◆ What is being asked: Can you quote, word for word, everything from the start of the records down to the line containing "box: [126, 2, 130, 94]", including both the first line and that line?

◆ Exercise materials:
-------

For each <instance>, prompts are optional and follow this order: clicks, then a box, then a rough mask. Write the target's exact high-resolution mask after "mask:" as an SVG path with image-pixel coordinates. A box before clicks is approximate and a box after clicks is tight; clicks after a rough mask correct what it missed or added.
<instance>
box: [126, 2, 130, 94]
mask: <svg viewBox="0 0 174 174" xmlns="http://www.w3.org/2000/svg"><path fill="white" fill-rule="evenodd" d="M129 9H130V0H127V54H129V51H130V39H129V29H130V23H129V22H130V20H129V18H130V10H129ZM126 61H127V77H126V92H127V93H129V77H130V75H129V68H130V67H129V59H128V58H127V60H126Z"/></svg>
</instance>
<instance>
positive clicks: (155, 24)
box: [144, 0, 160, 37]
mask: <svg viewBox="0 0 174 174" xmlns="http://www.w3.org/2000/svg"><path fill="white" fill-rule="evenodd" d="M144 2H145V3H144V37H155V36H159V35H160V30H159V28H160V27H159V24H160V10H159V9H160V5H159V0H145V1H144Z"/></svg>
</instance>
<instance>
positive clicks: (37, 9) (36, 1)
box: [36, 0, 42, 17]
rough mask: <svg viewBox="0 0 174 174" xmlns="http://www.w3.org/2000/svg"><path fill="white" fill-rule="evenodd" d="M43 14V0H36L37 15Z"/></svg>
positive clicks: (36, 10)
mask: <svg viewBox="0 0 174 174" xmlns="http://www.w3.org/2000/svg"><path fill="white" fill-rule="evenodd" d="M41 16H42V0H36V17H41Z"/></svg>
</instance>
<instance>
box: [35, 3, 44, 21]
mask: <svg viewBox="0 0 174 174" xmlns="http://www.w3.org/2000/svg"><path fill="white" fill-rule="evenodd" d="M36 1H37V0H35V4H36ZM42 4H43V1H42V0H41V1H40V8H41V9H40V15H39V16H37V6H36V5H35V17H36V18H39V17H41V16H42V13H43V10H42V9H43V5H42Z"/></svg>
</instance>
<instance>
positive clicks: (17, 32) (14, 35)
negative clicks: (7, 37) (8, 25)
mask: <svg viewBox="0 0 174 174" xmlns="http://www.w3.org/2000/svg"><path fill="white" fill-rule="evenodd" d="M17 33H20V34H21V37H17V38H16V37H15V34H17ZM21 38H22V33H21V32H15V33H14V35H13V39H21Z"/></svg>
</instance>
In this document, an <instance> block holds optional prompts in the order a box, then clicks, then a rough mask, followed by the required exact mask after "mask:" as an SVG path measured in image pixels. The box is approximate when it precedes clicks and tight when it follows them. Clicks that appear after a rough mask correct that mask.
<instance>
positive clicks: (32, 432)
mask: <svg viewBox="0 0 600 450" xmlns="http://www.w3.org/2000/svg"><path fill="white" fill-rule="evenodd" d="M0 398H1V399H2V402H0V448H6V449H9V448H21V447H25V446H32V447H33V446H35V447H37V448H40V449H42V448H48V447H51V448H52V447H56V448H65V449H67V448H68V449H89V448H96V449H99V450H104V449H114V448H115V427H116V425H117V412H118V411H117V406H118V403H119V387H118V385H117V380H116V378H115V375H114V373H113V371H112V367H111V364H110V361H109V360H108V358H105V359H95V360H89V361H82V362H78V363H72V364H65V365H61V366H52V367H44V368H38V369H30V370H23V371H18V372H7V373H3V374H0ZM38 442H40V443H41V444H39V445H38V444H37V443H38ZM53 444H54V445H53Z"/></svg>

-------

◆ Expected answer:
For each <instance>, prompts are optional and follow this order: clicks, then a box, then a rough mask. Write the target's exact high-resolution mask after "mask:" as an SVG path with image-pixel coordinates. A box before clicks is approximate and a box after clicks is tight; clicks after a rough mask correct what it missed or added.
<instance>
box: [126, 2, 130, 94]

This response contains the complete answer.